-- BEGIN Article --

Await vs. return Task

#net7

#speed

#memory

2023-10-15

👋 Introduction

When you use a single task in your method you have two options:

await the task in the method, probably because you need its result, befure returning from the method
return the task and leave it to the caller to await it

✏️ Benchmarking Plan

What do we actually want to measure? We want to measure the cost of awaiting a task instead of returning it. The best option for this is to use an already existing and completed task, so that we don't spoil our benchmark with the cost of creating the task and the cost of waiting for it to be completed. Therefore, I will use the Task.CompletedTask variable: it's static, and it's already completed. I would probably only need to benchmark the scenario with the await, because the other one (returning the task) is almost an empty method (it basically just returns a pointer), but let's not skip this case so that we can be sure that we're not missing anything.

⏱️ Benchmark

Download the Sample Code

Code

using BenchmarkDotNet.Attributes;

namespace Benchmarks.Console.Misc;

[MemoryDiagnoser]
public class AsyncVsReturnTask
{
    [Benchmark]
    public async Task AwaitCompletedTask()

-- END Article --
-- BEGIN Supplied records --

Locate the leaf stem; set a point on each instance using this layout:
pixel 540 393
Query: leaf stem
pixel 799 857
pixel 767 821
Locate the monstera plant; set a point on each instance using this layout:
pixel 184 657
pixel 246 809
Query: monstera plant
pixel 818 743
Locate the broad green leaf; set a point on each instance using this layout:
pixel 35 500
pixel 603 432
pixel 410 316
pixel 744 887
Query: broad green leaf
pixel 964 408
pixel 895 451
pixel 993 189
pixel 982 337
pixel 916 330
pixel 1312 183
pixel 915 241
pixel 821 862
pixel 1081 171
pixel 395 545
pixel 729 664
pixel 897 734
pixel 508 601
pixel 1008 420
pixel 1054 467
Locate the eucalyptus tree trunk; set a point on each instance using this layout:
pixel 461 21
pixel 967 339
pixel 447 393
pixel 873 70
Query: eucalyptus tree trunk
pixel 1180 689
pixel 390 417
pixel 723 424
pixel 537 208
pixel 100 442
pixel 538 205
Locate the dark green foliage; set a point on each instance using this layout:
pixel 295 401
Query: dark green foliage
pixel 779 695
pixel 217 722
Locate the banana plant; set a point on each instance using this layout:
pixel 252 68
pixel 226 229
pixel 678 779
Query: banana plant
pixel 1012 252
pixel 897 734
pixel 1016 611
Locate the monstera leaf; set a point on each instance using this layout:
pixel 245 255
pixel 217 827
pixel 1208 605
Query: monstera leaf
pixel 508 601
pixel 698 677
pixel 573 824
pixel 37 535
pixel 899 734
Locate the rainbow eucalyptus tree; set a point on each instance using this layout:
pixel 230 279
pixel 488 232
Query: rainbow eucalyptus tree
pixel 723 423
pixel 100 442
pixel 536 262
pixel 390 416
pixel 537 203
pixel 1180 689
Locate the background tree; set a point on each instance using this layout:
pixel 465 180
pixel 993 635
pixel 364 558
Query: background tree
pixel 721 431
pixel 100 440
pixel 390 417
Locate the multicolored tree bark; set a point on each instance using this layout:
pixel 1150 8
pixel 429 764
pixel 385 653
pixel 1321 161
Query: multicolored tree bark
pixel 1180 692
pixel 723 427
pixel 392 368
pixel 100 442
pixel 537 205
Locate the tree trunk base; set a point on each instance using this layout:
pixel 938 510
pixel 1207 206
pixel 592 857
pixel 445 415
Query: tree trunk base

-- END Supplied records --
-- BEGIN Supplied records --

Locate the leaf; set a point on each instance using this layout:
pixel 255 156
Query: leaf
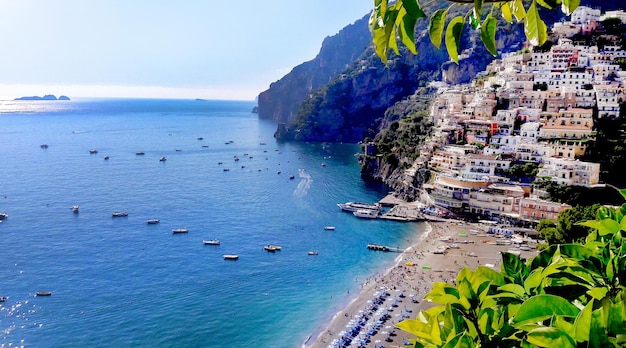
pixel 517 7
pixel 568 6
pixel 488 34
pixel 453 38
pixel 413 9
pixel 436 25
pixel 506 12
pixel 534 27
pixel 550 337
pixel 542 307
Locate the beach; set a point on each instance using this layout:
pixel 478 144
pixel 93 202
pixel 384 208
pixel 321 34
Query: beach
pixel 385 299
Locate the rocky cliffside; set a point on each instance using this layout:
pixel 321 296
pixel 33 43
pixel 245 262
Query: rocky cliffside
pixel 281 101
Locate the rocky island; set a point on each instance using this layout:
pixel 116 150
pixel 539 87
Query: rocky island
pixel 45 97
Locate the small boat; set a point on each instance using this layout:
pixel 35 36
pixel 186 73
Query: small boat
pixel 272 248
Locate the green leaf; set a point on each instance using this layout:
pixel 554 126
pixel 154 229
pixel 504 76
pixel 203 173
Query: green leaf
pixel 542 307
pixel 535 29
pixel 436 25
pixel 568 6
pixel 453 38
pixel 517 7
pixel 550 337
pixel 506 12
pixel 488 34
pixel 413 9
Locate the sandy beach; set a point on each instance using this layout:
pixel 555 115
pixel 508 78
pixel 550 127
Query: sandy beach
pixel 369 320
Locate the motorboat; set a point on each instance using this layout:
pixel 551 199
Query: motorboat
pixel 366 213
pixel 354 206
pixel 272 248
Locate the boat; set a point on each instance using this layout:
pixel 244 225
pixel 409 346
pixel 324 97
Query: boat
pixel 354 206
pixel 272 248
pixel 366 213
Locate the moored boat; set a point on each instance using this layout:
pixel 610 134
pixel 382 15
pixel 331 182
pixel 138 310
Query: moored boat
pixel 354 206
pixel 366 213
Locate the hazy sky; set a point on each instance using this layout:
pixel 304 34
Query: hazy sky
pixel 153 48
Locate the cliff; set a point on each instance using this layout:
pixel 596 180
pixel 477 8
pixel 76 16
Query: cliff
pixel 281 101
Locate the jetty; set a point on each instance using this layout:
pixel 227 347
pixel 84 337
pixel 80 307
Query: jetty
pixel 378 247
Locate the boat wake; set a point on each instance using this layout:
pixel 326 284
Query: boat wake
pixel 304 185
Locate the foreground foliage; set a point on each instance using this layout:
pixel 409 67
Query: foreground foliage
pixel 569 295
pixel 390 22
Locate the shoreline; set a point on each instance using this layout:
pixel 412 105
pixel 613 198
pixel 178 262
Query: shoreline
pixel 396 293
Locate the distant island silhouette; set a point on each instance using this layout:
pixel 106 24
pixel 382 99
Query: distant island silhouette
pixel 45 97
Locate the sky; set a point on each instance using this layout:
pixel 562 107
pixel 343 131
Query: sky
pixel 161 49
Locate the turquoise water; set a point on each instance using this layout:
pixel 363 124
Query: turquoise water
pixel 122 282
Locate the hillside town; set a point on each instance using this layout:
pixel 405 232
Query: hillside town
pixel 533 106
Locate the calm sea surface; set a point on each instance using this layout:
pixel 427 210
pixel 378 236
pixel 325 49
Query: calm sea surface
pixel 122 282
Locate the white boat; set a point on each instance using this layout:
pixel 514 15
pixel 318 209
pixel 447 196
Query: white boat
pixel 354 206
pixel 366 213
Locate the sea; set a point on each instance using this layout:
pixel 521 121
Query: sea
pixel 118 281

-- END Supplied records --

* Problem to work on: According to the benchmarking article, which variable is used as the already completed task in the benchmark? The records are not needed for this.

* Exercise output: Task.CompletedTask